--- START SUPPLIED DATA ---

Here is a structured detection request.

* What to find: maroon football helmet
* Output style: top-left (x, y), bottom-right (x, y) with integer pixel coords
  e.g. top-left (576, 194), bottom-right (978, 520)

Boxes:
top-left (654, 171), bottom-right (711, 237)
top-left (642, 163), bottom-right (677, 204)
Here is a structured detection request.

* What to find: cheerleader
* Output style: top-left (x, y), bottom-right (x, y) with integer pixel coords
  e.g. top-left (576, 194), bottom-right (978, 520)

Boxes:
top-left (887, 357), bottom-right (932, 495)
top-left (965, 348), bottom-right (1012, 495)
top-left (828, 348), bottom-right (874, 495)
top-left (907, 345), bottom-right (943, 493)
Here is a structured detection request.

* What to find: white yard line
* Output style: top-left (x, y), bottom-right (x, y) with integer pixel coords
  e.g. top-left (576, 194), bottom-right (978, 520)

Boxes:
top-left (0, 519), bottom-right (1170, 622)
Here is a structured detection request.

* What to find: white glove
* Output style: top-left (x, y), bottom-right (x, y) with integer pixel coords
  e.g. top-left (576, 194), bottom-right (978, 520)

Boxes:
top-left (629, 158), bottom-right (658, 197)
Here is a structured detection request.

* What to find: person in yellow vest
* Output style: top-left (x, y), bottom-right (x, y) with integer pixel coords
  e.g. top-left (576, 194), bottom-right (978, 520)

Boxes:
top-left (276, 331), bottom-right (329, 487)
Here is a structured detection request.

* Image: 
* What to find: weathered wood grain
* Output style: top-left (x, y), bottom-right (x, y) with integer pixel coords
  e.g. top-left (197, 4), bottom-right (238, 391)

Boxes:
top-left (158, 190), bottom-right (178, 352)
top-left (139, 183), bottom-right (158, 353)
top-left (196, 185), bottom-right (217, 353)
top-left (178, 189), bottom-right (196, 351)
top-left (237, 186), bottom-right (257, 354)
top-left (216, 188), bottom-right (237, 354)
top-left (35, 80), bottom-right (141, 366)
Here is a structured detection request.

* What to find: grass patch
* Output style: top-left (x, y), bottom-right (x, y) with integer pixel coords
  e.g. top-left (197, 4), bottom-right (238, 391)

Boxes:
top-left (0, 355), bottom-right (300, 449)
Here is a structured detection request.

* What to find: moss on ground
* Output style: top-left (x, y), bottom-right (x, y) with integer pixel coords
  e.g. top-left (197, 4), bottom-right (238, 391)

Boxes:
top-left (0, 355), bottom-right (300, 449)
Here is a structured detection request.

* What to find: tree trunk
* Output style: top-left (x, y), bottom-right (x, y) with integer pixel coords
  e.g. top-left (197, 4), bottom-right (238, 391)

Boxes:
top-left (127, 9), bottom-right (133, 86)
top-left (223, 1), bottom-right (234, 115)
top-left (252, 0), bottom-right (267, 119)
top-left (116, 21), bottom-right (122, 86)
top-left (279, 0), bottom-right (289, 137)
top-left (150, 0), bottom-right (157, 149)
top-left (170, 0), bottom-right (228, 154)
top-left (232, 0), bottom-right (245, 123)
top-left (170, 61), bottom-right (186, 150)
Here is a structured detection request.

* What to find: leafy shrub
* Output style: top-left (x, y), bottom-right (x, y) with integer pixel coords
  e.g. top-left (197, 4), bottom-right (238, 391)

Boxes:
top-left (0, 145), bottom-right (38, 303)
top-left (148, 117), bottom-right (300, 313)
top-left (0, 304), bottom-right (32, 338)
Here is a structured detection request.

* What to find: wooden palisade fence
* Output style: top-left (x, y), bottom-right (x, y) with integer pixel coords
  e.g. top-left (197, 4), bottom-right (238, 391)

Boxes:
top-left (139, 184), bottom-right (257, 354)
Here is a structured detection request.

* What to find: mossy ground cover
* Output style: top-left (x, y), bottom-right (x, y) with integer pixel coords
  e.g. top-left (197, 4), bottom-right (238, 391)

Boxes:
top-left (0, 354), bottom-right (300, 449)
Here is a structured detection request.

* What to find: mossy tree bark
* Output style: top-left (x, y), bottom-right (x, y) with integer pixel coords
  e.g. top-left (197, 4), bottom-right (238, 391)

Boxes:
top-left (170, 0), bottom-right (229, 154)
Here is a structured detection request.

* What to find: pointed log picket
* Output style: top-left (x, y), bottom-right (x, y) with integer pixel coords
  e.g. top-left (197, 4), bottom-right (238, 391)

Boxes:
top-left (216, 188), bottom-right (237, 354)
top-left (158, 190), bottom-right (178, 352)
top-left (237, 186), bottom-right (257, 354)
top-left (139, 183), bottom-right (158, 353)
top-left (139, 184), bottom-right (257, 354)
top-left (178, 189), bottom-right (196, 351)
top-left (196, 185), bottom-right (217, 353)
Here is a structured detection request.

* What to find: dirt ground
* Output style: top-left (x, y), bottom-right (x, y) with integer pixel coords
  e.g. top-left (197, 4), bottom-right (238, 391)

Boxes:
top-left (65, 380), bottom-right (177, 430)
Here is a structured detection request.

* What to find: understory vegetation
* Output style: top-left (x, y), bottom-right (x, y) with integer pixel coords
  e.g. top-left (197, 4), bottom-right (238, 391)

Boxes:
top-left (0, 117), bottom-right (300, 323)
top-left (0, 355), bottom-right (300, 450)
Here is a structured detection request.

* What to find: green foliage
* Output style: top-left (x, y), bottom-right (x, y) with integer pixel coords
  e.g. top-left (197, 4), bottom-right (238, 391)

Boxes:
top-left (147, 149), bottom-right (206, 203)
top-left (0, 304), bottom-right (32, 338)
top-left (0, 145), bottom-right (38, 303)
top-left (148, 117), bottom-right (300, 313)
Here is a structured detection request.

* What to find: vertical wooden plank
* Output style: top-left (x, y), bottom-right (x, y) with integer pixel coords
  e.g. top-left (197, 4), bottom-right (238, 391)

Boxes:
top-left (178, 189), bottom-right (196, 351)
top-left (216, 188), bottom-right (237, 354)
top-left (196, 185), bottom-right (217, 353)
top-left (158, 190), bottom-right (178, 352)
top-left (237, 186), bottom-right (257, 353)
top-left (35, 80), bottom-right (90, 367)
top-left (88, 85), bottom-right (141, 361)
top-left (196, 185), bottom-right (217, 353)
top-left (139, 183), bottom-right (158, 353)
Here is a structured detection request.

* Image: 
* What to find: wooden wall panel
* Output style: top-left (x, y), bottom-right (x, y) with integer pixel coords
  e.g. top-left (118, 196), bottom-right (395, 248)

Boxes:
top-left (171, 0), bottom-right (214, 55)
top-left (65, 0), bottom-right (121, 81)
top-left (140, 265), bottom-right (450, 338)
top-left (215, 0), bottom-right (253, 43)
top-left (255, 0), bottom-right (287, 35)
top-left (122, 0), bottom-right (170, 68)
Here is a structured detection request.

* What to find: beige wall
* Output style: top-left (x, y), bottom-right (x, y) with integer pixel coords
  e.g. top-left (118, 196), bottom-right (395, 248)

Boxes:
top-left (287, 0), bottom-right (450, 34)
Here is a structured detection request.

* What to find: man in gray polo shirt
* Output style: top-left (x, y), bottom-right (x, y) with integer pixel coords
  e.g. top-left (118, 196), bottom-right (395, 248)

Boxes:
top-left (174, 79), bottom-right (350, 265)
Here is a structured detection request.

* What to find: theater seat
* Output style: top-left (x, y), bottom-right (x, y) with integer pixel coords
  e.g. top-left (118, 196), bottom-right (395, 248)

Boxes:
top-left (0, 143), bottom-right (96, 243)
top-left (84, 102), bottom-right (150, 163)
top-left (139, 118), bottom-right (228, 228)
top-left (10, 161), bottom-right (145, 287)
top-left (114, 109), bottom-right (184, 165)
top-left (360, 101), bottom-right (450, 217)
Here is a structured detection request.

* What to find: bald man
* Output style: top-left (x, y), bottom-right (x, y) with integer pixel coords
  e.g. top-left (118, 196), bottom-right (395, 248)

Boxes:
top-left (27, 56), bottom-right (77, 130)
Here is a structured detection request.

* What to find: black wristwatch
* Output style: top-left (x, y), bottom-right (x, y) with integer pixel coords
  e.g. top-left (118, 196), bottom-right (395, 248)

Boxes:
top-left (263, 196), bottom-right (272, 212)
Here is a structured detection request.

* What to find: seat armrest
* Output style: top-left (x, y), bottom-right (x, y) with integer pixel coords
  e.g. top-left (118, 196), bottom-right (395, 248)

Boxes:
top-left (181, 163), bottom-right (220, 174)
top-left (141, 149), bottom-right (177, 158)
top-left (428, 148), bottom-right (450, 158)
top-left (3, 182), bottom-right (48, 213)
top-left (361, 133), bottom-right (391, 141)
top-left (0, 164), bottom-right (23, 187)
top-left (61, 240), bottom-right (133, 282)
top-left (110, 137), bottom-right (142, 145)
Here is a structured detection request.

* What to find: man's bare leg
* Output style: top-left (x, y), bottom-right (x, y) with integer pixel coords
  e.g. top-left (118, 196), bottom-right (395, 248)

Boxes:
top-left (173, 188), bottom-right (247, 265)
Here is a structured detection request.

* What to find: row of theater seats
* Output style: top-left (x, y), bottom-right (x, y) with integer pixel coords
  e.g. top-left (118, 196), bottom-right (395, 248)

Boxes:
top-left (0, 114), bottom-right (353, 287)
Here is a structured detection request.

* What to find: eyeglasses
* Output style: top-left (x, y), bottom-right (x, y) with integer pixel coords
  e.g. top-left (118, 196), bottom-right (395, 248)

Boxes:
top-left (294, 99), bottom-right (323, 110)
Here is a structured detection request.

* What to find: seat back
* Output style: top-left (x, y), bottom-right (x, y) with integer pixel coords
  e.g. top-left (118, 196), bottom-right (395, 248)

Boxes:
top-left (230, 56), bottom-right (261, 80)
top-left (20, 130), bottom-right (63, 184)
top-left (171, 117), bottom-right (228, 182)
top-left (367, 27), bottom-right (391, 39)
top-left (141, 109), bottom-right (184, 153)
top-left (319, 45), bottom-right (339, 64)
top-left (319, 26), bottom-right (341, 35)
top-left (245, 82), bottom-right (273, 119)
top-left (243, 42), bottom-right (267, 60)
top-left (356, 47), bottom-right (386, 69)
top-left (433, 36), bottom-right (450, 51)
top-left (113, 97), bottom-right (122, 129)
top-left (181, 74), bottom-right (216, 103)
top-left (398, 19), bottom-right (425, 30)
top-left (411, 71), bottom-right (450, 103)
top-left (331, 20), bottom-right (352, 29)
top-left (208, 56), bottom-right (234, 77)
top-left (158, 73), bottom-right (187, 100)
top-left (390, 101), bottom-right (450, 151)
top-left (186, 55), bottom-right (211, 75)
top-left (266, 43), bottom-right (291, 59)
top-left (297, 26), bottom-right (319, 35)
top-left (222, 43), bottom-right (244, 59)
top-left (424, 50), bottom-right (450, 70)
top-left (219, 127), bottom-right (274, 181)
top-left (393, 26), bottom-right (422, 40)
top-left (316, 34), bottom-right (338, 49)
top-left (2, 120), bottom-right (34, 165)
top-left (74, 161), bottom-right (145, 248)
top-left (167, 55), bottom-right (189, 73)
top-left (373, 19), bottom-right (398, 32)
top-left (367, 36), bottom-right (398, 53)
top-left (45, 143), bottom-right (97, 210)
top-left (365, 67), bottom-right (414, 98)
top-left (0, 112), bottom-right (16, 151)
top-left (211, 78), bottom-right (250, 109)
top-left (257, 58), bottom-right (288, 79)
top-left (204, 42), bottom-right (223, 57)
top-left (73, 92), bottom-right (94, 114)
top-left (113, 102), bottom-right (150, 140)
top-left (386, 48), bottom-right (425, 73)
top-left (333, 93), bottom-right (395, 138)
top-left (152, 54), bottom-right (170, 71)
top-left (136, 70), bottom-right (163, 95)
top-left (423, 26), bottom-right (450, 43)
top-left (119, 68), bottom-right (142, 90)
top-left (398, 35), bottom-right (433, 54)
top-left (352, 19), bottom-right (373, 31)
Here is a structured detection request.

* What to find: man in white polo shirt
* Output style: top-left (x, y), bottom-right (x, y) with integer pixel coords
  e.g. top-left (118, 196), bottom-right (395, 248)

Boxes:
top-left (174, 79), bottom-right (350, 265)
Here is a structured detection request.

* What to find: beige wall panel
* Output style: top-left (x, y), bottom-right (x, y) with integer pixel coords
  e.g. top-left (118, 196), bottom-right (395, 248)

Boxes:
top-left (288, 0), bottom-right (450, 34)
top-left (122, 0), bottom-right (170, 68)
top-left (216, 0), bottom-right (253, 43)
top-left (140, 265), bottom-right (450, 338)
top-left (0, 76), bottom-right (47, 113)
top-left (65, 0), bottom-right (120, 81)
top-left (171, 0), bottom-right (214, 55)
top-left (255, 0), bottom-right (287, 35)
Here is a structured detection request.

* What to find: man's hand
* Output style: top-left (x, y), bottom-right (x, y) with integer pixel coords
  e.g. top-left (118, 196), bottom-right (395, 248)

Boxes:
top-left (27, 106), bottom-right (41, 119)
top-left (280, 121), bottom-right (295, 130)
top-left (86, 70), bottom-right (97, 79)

--- END SUPPLIED DATA ---

Print the records word for word, from the first line up to and including the line that contains "top-left (907, 345), bottom-right (943, 493)".

(FULL RESPONSE):
Here is a structured detection request.

* What to find: maroon football helmet
* Output style: top-left (x, y), bottom-right (x, y) with integer pixel coords
  e.g. top-left (576, 194), bottom-right (978, 520)

Boxes:
top-left (654, 171), bottom-right (711, 237)
top-left (642, 163), bottom-right (677, 204)
Here is a structured detection request.

* What to find: cheerleader
* Output style: top-left (x, y), bottom-right (x, y) with integer pixel coords
  e.g. top-left (576, 194), bottom-right (978, 520)

Boxes:
top-left (887, 357), bottom-right (932, 495)
top-left (965, 348), bottom-right (1012, 495)
top-left (828, 348), bottom-right (874, 495)
top-left (907, 345), bottom-right (943, 493)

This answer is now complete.